TEXTE FOURNI -
--
L’échec de la vente du Jardin à Auvers laisse plus qu’un malaise. Après tout, on peut s’étonner qu’une œuvre qui aura coûté 145 millions de francs au contribuable s’échoue à 30 millions. L’affaire manifeste l’abstention de ceux-là même qui ont fabriqué ou laissé fabriquer une machine – sinon une machination – risquant de restaurer un pouvoir discrétionnaire de l’administration. Le gouvernement étudierait un projet de loi proposant que le refus de certificat puisse être renouvelé plusieurs fois sans obligation de classement ou d’acquisition, et donc sans indemnisation.
PARIS - Depuis l’origine, l’affaire du Jardin à Auvers semble "téléphonée". À peine rejeté par le Conseil d’État le recours contre le décret de classement (31 juillet 1992), en pleine déprime du marché – le commissaire-priseur chargé de la vente avait justifié cette hâte du collectionneur par ses besoins pressants d’argent –, le tableau est rondement adjugé 55 millions de francs à Jean-Marc Vernes. La demande d’indemnisation est formée séance tenante, sur un préjudice devenu certain par la vente et une argumentation juridique tirant habilement les leçons de l’affaire Schlumpf. Pour boucler son dispositif, le propriétaire entreprend une action pour récuser la donation Walter-Guillaume et annonce son intention de saisir la Cour européenne des droits de l’Homme si sa demande d’indemnisation n’était pas accueillie. Tout cela pendant que la Direction des Musées de France, pour préparer le marché unique, s’affairait à installer le tournant libéral du système français.
--
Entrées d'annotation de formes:
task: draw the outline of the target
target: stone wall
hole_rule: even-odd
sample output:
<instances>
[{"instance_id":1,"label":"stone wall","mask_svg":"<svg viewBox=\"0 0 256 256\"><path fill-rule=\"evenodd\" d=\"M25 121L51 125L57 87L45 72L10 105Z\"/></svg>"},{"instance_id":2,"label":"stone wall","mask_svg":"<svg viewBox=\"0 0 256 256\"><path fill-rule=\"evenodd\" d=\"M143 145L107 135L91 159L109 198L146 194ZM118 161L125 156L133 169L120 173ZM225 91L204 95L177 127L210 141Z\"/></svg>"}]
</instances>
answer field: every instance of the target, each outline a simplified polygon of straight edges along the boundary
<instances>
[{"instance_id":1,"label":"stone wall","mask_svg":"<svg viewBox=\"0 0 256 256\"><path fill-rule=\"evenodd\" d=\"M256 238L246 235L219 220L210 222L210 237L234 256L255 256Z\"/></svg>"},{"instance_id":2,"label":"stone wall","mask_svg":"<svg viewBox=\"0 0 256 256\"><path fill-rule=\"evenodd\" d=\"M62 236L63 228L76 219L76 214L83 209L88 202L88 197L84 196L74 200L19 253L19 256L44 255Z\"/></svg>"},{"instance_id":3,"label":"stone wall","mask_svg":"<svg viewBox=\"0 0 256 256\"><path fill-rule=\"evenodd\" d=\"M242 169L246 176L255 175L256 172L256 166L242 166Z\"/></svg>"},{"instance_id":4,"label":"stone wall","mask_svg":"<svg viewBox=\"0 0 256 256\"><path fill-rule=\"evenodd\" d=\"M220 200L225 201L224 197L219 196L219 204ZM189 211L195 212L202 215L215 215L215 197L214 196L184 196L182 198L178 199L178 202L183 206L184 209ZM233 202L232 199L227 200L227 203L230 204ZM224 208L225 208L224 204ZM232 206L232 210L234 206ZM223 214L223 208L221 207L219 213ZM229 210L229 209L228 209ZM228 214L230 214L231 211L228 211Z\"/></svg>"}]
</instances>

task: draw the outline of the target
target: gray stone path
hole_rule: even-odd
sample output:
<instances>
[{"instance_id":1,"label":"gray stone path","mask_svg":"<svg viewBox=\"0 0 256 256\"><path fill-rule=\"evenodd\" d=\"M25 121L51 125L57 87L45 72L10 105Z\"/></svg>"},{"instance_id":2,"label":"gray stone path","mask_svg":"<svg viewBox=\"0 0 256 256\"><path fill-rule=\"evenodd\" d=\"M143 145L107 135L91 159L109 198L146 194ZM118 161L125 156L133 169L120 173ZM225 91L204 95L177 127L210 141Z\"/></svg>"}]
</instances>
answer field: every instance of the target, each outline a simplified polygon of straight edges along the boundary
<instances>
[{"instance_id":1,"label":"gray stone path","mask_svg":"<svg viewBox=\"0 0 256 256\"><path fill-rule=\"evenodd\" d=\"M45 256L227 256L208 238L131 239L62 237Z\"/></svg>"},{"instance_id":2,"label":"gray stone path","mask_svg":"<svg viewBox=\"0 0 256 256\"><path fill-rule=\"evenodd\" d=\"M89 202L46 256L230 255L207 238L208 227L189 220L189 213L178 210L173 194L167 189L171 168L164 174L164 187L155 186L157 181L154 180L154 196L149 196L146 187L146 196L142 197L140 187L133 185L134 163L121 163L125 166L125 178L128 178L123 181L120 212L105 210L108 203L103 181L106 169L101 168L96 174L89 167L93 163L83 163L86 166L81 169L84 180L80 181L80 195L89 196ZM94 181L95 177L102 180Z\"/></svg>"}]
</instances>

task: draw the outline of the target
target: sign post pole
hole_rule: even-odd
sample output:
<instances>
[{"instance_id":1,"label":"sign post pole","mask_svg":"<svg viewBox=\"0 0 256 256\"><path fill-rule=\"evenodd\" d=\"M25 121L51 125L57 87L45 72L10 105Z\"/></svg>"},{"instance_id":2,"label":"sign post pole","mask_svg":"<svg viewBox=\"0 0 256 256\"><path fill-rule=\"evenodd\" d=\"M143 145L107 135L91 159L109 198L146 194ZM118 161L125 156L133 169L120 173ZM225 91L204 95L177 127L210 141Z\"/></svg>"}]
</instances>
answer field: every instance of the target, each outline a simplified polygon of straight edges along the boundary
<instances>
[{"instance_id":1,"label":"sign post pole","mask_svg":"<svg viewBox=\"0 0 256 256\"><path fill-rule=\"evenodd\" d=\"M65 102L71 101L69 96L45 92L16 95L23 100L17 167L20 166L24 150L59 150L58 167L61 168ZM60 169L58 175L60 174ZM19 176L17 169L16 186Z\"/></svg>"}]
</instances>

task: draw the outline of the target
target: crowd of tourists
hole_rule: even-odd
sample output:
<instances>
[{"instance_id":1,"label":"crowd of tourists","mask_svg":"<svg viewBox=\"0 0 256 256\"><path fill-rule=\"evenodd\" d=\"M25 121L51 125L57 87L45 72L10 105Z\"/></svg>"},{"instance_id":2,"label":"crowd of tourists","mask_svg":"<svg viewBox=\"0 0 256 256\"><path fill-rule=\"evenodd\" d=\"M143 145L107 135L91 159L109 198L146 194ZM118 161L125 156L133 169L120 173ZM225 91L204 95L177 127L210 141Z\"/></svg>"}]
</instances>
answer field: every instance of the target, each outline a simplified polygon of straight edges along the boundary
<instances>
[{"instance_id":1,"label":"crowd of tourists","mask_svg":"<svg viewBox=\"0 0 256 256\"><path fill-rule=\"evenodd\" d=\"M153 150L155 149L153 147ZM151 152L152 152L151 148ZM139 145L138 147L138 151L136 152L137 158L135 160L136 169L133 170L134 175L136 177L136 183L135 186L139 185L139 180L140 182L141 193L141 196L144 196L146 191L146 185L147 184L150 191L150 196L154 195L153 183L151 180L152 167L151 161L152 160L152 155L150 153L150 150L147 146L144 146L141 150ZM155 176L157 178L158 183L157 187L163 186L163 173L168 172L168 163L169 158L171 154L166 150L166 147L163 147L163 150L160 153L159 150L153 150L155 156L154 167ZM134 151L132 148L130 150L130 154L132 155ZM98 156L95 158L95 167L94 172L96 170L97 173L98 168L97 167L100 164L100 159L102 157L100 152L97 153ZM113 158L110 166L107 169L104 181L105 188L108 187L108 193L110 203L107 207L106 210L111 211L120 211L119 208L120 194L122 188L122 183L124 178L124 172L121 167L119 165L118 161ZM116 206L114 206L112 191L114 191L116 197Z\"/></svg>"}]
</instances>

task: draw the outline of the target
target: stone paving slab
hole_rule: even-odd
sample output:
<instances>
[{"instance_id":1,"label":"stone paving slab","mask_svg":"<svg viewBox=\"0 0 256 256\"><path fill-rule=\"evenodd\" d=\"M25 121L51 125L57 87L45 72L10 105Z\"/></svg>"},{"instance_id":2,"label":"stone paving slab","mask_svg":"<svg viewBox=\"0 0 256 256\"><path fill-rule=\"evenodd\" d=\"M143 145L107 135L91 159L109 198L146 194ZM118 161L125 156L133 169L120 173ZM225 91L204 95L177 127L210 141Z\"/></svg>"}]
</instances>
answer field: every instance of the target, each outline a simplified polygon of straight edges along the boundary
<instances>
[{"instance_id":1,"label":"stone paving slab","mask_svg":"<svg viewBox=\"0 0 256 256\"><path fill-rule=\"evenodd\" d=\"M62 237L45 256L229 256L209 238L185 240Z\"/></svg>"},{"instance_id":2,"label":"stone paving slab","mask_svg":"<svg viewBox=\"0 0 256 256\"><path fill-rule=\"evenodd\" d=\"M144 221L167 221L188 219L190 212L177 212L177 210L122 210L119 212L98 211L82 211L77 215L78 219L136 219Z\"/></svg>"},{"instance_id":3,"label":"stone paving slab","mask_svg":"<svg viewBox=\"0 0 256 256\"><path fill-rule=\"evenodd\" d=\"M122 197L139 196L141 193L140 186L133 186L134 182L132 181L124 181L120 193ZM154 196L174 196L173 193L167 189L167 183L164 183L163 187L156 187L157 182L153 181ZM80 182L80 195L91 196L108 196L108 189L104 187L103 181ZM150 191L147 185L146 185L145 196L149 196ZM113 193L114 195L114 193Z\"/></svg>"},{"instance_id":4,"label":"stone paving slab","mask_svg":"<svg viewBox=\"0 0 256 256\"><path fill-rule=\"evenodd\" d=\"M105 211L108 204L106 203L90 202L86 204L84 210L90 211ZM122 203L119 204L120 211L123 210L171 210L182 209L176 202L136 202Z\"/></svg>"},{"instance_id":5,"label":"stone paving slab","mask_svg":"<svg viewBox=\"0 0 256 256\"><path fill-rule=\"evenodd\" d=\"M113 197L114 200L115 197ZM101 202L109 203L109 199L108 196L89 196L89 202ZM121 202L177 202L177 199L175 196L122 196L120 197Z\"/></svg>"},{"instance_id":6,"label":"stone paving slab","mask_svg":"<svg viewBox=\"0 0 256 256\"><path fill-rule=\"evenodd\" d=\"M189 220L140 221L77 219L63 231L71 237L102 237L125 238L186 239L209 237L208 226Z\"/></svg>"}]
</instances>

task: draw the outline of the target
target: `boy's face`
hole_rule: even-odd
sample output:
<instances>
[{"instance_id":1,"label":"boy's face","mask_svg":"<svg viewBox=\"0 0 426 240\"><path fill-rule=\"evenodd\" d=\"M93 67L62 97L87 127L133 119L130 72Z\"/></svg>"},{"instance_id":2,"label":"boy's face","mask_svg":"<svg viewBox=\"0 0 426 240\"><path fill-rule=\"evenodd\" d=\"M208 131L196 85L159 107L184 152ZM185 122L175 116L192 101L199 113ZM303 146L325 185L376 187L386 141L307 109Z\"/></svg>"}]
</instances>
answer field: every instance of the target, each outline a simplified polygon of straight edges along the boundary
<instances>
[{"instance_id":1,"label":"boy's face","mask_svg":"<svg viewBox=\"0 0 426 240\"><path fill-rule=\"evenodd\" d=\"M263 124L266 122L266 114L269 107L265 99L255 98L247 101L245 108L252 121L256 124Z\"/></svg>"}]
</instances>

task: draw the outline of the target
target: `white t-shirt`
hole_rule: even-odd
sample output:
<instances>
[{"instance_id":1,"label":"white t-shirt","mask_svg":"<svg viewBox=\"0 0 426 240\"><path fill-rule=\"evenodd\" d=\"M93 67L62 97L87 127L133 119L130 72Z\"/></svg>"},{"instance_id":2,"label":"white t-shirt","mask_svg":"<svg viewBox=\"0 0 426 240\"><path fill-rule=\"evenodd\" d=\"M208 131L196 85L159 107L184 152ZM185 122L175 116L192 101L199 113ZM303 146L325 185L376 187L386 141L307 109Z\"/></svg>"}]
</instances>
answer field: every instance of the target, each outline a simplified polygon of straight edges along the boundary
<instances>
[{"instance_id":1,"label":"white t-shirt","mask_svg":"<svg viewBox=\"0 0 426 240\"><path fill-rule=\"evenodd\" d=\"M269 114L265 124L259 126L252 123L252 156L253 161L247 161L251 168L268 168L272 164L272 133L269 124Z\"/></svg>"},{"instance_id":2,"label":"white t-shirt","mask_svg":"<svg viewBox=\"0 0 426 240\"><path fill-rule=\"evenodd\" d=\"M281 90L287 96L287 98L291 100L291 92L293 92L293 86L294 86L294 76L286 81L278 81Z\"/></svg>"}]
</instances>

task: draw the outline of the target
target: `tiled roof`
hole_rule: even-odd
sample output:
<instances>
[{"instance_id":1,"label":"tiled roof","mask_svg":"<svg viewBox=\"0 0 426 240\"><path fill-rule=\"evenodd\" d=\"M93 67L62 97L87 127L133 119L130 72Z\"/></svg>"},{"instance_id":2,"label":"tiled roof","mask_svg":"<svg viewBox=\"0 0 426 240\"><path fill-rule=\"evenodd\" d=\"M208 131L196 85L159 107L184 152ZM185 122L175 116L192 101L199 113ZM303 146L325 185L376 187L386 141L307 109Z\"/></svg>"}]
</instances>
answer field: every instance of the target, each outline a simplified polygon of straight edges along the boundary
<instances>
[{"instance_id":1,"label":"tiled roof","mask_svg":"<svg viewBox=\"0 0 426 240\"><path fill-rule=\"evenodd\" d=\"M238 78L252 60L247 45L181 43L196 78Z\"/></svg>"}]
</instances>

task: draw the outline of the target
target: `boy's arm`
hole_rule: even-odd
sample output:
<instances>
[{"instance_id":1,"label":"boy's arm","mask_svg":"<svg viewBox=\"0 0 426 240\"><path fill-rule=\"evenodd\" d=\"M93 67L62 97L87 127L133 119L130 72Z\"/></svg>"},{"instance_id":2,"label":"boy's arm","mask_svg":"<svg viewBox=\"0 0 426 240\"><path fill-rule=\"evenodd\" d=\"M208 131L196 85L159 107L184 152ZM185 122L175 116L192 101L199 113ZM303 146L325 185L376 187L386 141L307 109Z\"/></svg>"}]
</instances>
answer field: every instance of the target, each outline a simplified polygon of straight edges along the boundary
--
LISTE DES TÂCHES -
1. Citez le passage de l'article sur le Jardin à Auvers qui commence aux mots "L’échec de la" et s'arrête après "donc sans indemnisation.".
2. D'après l'article sur le Jardin à Auvers, pour quel prix le tableau a-t-il été adjugé à Jean-Marc Vernes ?
3. Donnez la suite de l'article sur le Jardin à Auvers à partir de sa dernière phrase.
Le matériel n'a aucun rôle à jouer ici.

RÉSULTATS FINAUX -
1.
L’échec de la vente du Jardin à Auvers laisse plus qu’un malaise. Après tout, on peut s’étonner qu’une œuvre qui aura coûté 145 millions de francs au contribuable s’échoue à 30 millions. L’affaire manifeste l’abstention de ceux-là même qui ont fabriqué ou laissé fabriquer une machine – sinon une machination – risquant de restaurer un pouvoir discrétionnaire de l’administration. Le gouvernement étudierait un projet de loi proposant que le refus de certificat puisse être renouvelé plusieurs fois sans obligation de classement ou d’acquisition, et donc sans indemnisation.

2. 55 millions de francs.

3.
Bien conduite, l’offensive dépasse ses propres objectifs. Le Tribunal d’instance condamne l’État à verser 420 millions de francs à Jean-Jacques Walter. La Cour d’appel – aveuglée par l’enjeu et le précédent Schlumpf qui la dispense de s’interroger davantage sur la nature réelle de la servitude visée par le législateur lorsqu’il a adopté l’article 16 de la loi de 1913 – se contente de limiter les dégâts en fondant son calcul sur la valeur fixée par le propriétaire en 1989 (200 millions, pour l’œuvre qu’il avait estimée 6 millions en 1981).
On connaît la suite. On pouvait au moins espérer que, après des années d’exercice régalien, la France s’était acheté une conduite et un brevet d’équité vis-à-vis des propriétaires "spoliés". Dans cette perspective, l’affaire Walter-Van Gogh aurait constitué un épilogue convenable si le tableau avait été accepté en dation ou acheté pour les collections publiques. Après tout, les conservateurs ne pouvaient pas être inquiétés par les rumeurs sur l’authenticité d’une œuvre dont ils avaient demandé et obtenu le classement comme trésor national.
En ce qui concerne les professionnels avertis et/ou les experts qui s’accordaient à considérer en 1993-1994 que ce tableau était un chef-d’œuvre à 300 millions, rien ne justifiait leur pusillanimité, à moins de considérer que le marché français est arbitré désormais par les journalistes.
Retour aux vieilles lunes
Évidemment, on peut aussi imaginer bien des arrières-pensées : l’espoir d’obtenir à très bas prix une œuvre dont Bercy a dû signifier qu’elle avait déjà coûté trop cher. Peut-être aussi le désir de démontrer à la Cour d’appel, et par-delà aux juges de cassation, que l’appréciation du tableau était excessive. Celui enfin de pousser le pouvoir à conclure sur une réforme du dispositif législatif, ce qu’accréditerait le projet en cours d’étude par le gouvernement proposant que le refus de certificat puisse être renouvelé plusieurs fois sans obligation de classement ou d’acquisition, et donc sans indemnisation.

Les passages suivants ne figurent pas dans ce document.